GPU implementations of array functions. More...

#include <assert.h>
#include <basic_gpu.h>
#include <arrayfunctions_gpu.h>

Functions
__global__ void	ArrayCopy1D_kernel (const double x, double y, int n)

__global__ void	ArraySetValue_kernel (double *x, int n, double value)

__global__ void	ArrayAXPY_kernel (const double x, double a, double y, int n)

__global__ void	ArrayBlockMultiply_kernel (double x, const double a, int n, int bs)

__global__ void	ArrayCopy1DNewScheme_kernel (const double __restrict__ src, double __restrict__ dest, int npoints, int nvars)

void	gpuSetDevice (int device)

void	gpuMemcpy (void dest, const void src, size_t count, enum gpuMemcpyKind kind)

void	gpuMalloc (void **devPtr, size_t size)

void	gpuMemset (void *devPtr, int value, size_t count)

void	gpuFree (void *devPtr)

void	gpuArrayCopy1D (const double x, double y, int n)

void	gpuArraySetValue (double *devPtr, int n, double value)

void	gpuArrayAXPY (const double x, double a, double y, int n)

void	gpuArrayBlockMultiply (double x, const double a, int n, int bs)

double	gpuArraySumSquarenD (int nvars, int ndims, int dim, int ghosts, int index, double *x)

void	gpuArrayCopy1DNewScheme (const double src, double dest, int npoints, int nvars)

void	gpuArrayCheckEqual (const char msg, const double var_adj, const double *var_sep, int npoints)

Detailed Description

GPU implementations of array functions.

Author: Youngdae Kim

Definition in file ArrayImplementations_GPU.cu.

Function Documentation

__global__ void ArrayCopy1D_kernel	(	const double *	x,
		double *	y,
		int	n
	)

Element-wise copy y = x, where x, y are 1-dimensional arrays of length size.

See Also: _ArrayCopy1D_

Parameters

x	copy-from array
y	copy-to array
n	size of array

Definition at line 13 of file ArrayImplementations_GPU.cu.

 {
     int tx = threadIdx.x + (blockIdx.x * blockDim.x);
     if (tx < n) y[tx] = x[tx];
     return;
 }

__global__ void ArraySetValue_kernel	(	double *	x,
		int	n,
		double	value
	)

Stored records -

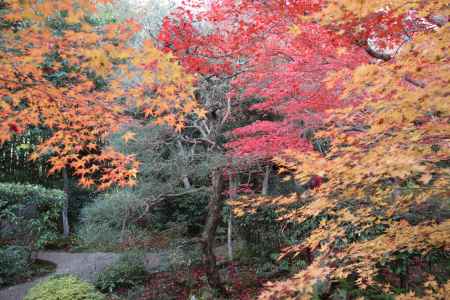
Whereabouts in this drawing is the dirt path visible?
[0,251,167,300]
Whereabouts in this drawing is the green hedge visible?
[0,183,65,248]
[24,275,106,300]
[0,246,31,287]
[95,252,147,292]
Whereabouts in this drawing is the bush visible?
[95,252,147,292]
[0,246,31,286]
[0,183,65,248]
[77,190,149,251]
[24,275,106,300]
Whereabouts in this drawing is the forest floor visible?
[0,251,168,300]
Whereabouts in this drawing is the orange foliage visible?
[0,0,199,188]
[232,1,450,299]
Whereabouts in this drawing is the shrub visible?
[95,252,147,292]
[24,275,106,300]
[0,183,64,248]
[77,190,153,251]
[0,246,31,286]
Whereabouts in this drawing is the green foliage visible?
[95,252,147,292]
[0,126,54,187]
[0,246,31,287]
[0,183,65,248]
[77,190,151,251]
[24,275,106,300]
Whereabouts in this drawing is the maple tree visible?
[225,1,450,299]
[0,0,202,189]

Task to complete - Continue the GPU array function documentation, starting right after its last line.

Output below -
Set all elements of a 1-dimensional array x (any datatype) of length size to a scalar value.

See Also: _ArraySetValue_

Parameters

x	array
n	size of array
value	scalar value

Definition at line 25 of file ArrayImplementations_GPU.cu.

 {
     int tx = threadIdx.x + (blockIdx.x * blockDim.x);
     if (tx < n) x[tx] = value;
     return;
 }

__global__ void ArrayAXPY_kernel	(	const double *	x,
		double	a,
		double *	y,
		int	n
	)

See Also: _ArrayAXPY_

Element-wise AXPY y = a x + y, where a is a scalar, and x, y, z are 1-dimensional arrays of length size.

Parameters

x	x
a	a
y	y
n	size of array

Definition at line 40 of file ArrayImplementations_GPU.cu.

 {
     int tx = threadIdx.x + (blockIdx.x * blockDim.x);
     if (tx < n) y[tx] += a*x[tx];
     return;
 }

__global__ void ArrayBlockMultiply_kernel	(	double *	x,
		const double *	a,
		int	n,
		int	bs
	)

See Also: _ArrayBlockMultiply_

Given two arrays: x of size n*bs, and a of size n, this function implements: x[i][j] *= a[i] where i = 1,...,n, j = 1,...,bs, and x is stored as a 1D array in row-major format, i.e., x[i][j] = x[i*bs+j].

Parameters

x	x
a	a
n	size of array
bs	block size

Definition at line 56 of file ArrayImplementations_GPU.cu.

 {
     int tx = threadIdx.x + (blockIdx.x * blockDim.x);
     if (tx < n) {
         for (int i = 0; i < bs; i++) x[tx*bs + i] *= a[tx];
     }
 }

__global__ void ArrayCopy1DNewScheme_kernel	(	const double *__restrict__	src,
		double *__restrict__	dest,
		int	npoints,
		int	nvars
	)

Alternative implementation of _ArrayCopy1D_

Parameters

src	source array
dest	destination array
npoints	number of points
nvars	number of components

Definition at line 69 of file ArrayImplementations_GPU.cu.

 {
     int p = blockDim.x * blockIdx.x + threadIdx.x;
     if (p < npoints) {
         for (int v=0; v<nvars; v++) {
             dest[p+v*npoints] = src[p*nvars+v];
         }
     }
     return;
 }

void gpuSetDevice ( int device )

Set device

Parameters

device device

Definition at line 84 of file ArrayImplementations_GPU.cu.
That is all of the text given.